▶ [Data supplied]
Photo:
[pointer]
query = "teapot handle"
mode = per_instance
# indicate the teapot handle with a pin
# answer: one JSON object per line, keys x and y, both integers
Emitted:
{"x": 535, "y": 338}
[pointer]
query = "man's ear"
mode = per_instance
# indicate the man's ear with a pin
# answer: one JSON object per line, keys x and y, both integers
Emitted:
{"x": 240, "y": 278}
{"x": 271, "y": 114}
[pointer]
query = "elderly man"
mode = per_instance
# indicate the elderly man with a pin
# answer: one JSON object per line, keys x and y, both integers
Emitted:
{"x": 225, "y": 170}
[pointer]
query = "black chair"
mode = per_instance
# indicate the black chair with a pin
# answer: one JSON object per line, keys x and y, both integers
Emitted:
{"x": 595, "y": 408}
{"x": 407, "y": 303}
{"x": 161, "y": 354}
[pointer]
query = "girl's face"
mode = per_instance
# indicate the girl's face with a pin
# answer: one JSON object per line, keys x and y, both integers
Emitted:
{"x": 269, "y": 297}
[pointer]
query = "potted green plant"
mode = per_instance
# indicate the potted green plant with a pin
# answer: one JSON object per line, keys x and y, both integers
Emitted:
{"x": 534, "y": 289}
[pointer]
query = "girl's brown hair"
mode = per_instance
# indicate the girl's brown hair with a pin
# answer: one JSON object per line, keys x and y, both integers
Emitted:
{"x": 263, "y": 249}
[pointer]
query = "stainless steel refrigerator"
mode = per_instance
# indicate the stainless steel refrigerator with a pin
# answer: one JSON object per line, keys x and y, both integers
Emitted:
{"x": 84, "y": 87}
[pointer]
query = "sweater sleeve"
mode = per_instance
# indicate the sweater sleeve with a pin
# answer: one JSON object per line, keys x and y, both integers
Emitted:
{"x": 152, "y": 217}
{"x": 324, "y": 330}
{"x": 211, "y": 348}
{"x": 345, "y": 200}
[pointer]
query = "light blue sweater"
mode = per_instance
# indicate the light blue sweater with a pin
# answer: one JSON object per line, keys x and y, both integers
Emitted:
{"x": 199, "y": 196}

▶ [Prompt]
Restate each record word for word.

▶ [Result for this exercise]
Photo:
[pointer]
query = "teapot handle"
mode = per_instance
# indicate the teapot handle with a pin
# answer: one JSON object per line, keys x and y, both integers
Emitted:
{"x": 535, "y": 338}
[pointer]
query = "man's ear"
mode = per_instance
# indicate the man's ear with a pin
# answer: one JSON object per line, keys x and y, both integers
Emitted:
{"x": 240, "y": 278}
{"x": 271, "y": 114}
[pointer]
query = "elderly man"
mode = per_instance
# indicate the elderly man with a pin
# answer: one JSON object per line, keys x and y, both integers
Emitted:
{"x": 225, "y": 170}
[pointer]
query = "black chair"
mode = per_instance
# indicate the black chair with a pin
# answer: one JSON object per line, keys x and y, both integers
Emitted:
{"x": 595, "y": 408}
{"x": 407, "y": 303}
{"x": 161, "y": 354}
[pointer]
query = "girl's face"
mode = per_instance
# indicate the girl's face with a pin
# answer: one JSON object per line, keys x and y, both integers
Emitted:
{"x": 269, "y": 297}
[pointer]
query = "potted green plant"
mode = per_instance
# indicate the potted green plant with a pin
# answer: one JSON object per line, keys x and y, both integers
Emitted:
{"x": 534, "y": 289}
[pointer]
query = "girl's brown hair"
mode = per_instance
# indicate the girl's brown hair with a pin
# answer: one JSON object per line, keys x and y, both integers
Emitted:
{"x": 263, "y": 249}
[pointer]
query = "stainless steel refrigerator"
mode = per_instance
# indicate the stainless steel refrigerator with a pin
# answer: one JSON object per line, keys x and y, both integers
Emitted:
{"x": 84, "y": 87}
[pointer]
query = "sweater sleeve"
mode = per_instance
# indicate the sweater sleeve with a pin
# answer: one JSON object per line, keys x and y, both integers
Emitted:
{"x": 152, "y": 217}
{"x": 324, "y": 330}
{"x": 211, "y": 348}
{"x": 345, "y": 200}
[pointer]
query = "light blue sweater"
mode = per_instance
# indicate the light blue sweater with a pin
# answer: one JSON object per line, keys x and y, both integers
Emitted:
{"x": 199, "y": 196}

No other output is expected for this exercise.